→ What is needed
Transcribe the stretch of entries below from the line with "help me out — the blurred brown" through the line with "help me out — the squirrel's hind leg, where", exactly and with both ends included; leave out all other lines.
++++ Material to process
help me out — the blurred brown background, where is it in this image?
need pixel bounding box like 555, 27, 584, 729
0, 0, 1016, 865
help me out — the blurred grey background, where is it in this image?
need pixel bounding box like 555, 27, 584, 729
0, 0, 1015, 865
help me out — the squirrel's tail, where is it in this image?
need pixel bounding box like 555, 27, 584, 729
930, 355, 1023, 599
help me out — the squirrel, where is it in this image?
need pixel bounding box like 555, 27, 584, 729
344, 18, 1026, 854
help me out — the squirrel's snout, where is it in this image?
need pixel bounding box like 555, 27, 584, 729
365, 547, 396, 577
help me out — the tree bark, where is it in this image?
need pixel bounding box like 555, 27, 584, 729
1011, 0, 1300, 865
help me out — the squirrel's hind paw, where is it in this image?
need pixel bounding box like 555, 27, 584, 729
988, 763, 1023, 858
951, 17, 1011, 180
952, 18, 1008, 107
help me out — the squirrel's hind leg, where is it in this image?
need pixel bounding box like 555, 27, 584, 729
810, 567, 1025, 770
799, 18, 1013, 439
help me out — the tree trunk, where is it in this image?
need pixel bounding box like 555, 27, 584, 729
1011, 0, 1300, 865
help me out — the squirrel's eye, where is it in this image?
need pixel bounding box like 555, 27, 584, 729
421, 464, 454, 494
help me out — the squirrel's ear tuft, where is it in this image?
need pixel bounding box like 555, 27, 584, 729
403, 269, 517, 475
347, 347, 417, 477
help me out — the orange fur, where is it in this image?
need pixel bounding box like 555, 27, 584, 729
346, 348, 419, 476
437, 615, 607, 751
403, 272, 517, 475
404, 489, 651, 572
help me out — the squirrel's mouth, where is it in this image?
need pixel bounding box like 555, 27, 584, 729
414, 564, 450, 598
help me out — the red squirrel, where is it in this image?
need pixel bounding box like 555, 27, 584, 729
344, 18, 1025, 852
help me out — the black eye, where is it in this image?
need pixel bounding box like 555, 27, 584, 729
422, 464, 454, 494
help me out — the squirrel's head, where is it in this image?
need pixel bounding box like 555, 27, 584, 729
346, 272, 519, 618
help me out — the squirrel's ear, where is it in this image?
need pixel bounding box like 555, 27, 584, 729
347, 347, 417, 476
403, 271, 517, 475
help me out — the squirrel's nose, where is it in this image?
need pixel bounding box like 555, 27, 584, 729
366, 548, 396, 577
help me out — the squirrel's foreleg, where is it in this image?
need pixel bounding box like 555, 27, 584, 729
++++++++
++++ Material to process
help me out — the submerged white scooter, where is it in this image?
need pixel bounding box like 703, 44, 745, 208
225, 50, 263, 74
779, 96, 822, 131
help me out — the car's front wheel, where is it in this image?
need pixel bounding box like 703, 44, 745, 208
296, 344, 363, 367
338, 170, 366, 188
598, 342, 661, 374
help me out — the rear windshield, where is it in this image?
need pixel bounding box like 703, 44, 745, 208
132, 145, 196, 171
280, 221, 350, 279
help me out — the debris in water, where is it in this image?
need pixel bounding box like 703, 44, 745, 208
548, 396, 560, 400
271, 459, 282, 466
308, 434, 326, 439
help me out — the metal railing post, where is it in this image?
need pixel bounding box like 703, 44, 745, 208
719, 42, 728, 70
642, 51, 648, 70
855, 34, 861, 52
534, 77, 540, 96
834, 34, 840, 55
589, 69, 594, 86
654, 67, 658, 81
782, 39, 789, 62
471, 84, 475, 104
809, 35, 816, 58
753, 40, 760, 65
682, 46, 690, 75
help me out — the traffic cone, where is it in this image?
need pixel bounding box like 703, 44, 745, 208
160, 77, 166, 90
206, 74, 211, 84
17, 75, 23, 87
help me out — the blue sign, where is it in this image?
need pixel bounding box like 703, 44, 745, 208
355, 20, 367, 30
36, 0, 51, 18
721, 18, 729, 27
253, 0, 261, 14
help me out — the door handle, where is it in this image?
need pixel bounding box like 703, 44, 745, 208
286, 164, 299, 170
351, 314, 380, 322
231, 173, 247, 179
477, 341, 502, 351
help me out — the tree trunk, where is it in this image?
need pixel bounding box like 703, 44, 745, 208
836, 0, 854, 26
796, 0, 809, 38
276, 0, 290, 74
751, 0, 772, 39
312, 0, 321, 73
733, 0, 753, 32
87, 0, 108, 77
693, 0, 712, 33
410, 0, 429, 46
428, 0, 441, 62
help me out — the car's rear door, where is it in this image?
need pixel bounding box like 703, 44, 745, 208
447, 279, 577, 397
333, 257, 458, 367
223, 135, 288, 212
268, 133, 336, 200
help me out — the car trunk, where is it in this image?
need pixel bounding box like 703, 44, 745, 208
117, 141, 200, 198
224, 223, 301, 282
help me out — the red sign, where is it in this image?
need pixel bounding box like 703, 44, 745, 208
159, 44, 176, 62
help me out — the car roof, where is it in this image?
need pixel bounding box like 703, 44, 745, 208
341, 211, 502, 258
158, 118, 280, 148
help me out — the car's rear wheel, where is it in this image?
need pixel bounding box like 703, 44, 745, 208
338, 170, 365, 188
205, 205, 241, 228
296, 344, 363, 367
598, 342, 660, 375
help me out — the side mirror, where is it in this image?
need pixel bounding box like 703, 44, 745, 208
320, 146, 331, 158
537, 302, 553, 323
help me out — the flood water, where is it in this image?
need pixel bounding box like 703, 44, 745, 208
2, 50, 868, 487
++++++++
→ Exercise output
help me out — the blurred brown background, where is it in this image?
need pixel bounding box like 555, 27, 584, 729
0, 0, 1016, 865
help me out — the blurred grey background, where is it in this image?
need pixel bounding box like 555, 27, 584, 729
0, 0, 1015, 865
help me out — the squirrel's tail, where is it in this image?
need pixel bounding box like 555, 27, 584, 729
930, 355, 1023, 599
help me out — the squirrel, where is it in this image?
need pixel bounding box like 555, 27, 584, 729
344, 18, 1026, 854
help me out — the squirrel's snout, where is it in this image?
need pixel bounding box like 555, 27, 584, 729
365, 547, 396, 577
help me out — the tree bark, where is it in this image?
need pixel bounding box like 555, 27, 584, 729
1011, 0, 1300, 865
help me out — the squirrel's hind paw, where is it in this image?
need pixel bounding box like 555, 27, 584, 729
988, 763, 1023, 858
951, 17, 1011, 180
952, 18, 1008, 107
help me out — the squirrel's hind leg, where is it in this image?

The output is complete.